REQUIRED WORK → All of the entries below are to be copied word for word.

━━━

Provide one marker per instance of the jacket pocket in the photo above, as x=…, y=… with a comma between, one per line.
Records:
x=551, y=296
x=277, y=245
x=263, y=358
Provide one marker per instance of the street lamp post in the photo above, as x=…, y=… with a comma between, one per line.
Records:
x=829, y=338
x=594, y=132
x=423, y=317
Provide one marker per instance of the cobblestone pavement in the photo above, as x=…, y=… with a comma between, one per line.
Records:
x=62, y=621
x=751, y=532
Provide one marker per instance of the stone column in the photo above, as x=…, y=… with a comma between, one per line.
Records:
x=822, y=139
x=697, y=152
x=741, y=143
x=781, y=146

━━━

OUTPUT →
Provide one marker per instance of the jacket pocket in the photo above, as x=…, y=… with a comma between, one per line.
Records:
x=551, y=296
x=277, y=245
x=263, y=358
Provide one marker per instance of the street lamp post in the photo above, as x=…, y=… with a comma between, one per line.
Records:
x=829, y=338
x=594, y=132
x=423, y=317
Provide one marker per instance of the cobblestone pavement in the photo above, as x=…, y=… with a comma between, one per line.
Records:
x=62, y=621
x=751, y=532
Provide one marker per instance of the stone column in the photo above, as x=…, y=… with a comma between, one per line.
Records:
x=822, y=139
x=697, y=152
x=741, y=143
x=781, y=146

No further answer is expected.